Stored records:
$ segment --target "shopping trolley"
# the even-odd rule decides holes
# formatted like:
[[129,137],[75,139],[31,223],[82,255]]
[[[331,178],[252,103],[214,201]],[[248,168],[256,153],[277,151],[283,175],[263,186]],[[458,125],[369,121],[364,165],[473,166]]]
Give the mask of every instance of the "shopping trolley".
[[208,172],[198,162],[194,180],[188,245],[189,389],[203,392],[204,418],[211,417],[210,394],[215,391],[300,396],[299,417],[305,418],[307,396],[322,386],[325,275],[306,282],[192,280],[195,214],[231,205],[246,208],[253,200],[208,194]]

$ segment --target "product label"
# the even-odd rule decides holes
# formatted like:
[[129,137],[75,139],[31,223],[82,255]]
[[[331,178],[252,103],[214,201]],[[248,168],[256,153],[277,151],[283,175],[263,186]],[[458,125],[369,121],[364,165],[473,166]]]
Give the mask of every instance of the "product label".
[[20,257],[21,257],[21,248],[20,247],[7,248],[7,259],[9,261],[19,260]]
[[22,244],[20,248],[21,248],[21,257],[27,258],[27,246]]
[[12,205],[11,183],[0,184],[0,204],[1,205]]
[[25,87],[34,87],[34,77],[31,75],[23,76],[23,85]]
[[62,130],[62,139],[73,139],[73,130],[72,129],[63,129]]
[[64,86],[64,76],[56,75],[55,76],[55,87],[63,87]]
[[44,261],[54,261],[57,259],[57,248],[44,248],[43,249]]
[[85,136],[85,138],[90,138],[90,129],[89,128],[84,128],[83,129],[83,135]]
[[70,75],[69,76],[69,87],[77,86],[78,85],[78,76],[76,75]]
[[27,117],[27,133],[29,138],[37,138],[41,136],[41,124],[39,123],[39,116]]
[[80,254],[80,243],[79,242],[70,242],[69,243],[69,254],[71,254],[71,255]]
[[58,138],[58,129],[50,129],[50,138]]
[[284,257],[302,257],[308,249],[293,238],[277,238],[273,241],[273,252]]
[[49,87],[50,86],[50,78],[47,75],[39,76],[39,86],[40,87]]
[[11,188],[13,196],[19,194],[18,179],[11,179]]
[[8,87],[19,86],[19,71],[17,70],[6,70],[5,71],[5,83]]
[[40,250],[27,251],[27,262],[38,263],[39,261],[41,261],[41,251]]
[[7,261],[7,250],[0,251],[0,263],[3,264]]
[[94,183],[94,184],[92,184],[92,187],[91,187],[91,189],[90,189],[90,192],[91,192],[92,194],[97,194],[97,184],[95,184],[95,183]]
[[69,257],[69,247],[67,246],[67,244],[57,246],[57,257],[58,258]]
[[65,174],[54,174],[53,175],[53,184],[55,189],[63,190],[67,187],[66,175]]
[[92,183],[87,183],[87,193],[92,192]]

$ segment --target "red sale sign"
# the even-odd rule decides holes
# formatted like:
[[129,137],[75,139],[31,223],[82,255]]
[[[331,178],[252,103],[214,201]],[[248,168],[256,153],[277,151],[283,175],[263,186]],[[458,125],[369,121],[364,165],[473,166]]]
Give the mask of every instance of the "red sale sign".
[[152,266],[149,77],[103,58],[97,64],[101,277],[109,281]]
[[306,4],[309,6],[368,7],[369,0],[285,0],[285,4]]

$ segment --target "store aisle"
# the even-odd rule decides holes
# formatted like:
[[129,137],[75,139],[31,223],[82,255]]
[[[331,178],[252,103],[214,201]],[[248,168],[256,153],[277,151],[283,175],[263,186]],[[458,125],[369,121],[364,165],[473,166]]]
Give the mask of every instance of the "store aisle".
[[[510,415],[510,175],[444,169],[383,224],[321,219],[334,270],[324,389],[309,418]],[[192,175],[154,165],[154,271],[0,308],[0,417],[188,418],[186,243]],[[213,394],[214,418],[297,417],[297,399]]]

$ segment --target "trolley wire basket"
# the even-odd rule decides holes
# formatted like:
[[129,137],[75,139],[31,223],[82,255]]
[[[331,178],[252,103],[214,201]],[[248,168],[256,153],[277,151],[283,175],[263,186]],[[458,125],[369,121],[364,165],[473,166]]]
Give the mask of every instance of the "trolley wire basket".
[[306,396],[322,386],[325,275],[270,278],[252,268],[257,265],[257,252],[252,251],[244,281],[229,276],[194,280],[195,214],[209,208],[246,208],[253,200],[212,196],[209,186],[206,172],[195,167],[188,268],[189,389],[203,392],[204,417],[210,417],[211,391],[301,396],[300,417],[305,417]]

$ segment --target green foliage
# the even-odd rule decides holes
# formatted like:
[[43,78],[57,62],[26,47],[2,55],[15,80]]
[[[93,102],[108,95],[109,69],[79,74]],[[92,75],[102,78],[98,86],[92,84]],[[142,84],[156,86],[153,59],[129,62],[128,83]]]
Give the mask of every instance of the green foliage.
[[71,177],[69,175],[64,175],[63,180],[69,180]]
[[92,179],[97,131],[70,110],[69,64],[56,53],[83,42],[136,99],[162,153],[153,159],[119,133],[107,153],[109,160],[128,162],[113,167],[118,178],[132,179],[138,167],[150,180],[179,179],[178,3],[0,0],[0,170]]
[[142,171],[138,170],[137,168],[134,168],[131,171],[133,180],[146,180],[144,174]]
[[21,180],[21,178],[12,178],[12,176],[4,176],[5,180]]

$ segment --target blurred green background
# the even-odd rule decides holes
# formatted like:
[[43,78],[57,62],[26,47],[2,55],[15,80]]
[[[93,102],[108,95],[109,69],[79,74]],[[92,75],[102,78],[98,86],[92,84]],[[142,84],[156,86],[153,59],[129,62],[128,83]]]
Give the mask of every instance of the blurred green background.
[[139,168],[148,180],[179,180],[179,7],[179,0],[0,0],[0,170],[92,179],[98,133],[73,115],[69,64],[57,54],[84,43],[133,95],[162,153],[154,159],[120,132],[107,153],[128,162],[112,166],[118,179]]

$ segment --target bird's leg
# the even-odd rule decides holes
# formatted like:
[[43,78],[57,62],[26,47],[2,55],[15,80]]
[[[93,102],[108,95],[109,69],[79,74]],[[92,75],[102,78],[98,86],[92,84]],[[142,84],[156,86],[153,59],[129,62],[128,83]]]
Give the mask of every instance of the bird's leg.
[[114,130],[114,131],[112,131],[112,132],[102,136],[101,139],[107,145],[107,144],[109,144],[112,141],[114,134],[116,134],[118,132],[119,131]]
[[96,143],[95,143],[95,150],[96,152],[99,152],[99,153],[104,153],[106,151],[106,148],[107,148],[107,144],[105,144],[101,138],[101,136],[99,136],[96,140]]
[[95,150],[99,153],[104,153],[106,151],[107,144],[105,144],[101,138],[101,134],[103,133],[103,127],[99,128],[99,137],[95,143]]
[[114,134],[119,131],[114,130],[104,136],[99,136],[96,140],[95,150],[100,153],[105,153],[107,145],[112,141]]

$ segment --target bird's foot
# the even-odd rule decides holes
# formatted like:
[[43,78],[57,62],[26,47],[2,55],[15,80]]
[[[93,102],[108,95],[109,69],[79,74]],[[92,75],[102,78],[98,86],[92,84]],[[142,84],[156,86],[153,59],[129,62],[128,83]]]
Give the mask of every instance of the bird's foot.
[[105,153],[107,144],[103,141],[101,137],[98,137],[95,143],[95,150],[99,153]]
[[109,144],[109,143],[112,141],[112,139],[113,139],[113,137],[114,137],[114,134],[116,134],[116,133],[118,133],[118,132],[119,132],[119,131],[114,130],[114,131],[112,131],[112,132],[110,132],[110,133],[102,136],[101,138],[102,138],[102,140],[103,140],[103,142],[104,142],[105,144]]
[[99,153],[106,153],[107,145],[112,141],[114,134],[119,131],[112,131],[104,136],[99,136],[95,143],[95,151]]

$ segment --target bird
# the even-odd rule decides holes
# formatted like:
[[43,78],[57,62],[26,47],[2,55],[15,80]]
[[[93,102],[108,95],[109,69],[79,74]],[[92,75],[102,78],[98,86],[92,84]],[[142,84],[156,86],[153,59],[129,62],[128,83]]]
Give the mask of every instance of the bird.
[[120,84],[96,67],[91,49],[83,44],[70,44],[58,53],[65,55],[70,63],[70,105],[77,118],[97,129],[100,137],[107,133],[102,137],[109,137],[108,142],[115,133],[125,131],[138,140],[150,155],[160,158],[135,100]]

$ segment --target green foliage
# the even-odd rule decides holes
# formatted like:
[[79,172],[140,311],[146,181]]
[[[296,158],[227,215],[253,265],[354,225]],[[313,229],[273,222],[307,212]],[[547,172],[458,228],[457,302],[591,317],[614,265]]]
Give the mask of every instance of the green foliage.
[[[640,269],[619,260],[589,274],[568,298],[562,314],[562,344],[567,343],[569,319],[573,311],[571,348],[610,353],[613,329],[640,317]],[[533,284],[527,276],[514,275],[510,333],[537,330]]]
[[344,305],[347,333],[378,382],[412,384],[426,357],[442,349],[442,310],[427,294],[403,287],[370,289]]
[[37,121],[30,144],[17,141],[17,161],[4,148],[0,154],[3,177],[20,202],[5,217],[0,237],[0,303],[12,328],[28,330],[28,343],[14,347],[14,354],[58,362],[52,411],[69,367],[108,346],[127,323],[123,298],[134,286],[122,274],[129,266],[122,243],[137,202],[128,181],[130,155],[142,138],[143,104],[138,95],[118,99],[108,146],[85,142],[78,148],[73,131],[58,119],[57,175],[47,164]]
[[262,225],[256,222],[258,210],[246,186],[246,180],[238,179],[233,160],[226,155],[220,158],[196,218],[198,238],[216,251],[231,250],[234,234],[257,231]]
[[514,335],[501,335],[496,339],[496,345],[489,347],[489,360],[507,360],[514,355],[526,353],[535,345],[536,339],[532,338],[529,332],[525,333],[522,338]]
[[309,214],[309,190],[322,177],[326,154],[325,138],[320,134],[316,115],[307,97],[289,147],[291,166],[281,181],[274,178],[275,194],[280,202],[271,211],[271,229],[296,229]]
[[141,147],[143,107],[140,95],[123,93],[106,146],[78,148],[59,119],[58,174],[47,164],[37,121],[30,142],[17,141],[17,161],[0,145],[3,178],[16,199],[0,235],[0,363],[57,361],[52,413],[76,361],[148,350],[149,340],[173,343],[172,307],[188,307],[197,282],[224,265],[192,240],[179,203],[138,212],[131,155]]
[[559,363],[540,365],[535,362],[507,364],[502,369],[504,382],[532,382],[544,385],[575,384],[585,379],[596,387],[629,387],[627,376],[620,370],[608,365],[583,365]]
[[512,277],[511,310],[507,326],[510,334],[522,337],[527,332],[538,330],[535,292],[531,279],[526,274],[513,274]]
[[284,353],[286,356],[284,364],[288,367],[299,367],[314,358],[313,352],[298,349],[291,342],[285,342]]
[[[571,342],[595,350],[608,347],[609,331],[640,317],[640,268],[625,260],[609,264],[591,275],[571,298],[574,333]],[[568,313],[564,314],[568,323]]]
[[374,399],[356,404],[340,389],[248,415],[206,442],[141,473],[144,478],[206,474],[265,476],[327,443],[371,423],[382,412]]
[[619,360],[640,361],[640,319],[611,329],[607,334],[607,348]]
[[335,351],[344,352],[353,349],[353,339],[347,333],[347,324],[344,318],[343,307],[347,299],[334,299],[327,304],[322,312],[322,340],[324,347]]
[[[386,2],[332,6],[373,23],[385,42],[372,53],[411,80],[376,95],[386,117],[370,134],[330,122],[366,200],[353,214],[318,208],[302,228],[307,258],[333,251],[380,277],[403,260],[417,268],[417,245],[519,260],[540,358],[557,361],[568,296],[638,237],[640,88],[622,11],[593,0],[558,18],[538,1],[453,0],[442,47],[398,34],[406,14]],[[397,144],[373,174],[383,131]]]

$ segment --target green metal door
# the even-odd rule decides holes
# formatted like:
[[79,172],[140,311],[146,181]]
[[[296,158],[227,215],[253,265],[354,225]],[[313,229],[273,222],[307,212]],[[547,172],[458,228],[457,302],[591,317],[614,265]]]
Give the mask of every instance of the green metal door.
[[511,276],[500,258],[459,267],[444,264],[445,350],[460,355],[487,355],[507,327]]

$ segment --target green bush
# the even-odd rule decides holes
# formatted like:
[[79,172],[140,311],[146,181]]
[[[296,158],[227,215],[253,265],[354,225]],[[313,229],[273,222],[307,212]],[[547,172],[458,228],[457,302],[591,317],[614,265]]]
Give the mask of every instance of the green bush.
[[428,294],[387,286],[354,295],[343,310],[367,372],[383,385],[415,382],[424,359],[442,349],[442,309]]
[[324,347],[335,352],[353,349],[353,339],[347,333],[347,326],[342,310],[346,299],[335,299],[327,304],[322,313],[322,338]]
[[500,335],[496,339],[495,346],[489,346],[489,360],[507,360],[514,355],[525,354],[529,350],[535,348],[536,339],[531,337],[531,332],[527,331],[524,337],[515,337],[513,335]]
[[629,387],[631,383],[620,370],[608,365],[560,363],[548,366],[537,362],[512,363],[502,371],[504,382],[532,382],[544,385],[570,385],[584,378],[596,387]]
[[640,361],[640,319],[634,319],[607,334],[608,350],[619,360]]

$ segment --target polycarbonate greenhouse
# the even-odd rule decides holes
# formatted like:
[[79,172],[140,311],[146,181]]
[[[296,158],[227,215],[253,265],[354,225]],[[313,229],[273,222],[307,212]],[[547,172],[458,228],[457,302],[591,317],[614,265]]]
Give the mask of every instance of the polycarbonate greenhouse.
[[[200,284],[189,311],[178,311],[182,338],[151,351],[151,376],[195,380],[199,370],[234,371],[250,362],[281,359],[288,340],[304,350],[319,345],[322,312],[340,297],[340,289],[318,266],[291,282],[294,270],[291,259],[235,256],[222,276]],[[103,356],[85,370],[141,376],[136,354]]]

## What needs to be done
Copy out the lines starting at the one containing "--target polycarbonate greenhouse" and ending with the last line of the entries. Include nothing else.

## Task output
$ segment --target polycarbonate greenhouse
# the even-odd rule decides holes
# formatted like:
[[79,172],[140,311],[146,181]]
[[[296,158],[227,215],[253,265],[354,225]],[[313,229],[273,222],[307,212]],[[547,172],[458,228],[457,302],[591,317],[614,265]]]
Give the mask of every instance of the polycarbonate greenhouse.
[[[200,284],[189,311],[178,311],[182,338],[151,351],[151,376],[195,380],[199,370],[234,371],[250,362],[281,359],[288,340],[304,350],[319,345],[322,312],[340,297],[340,289],[318,266],[291,282],[294,270],[291,259],[235,256],[222,276]],[[103,356],[85,370],[141,376],[136,354]]]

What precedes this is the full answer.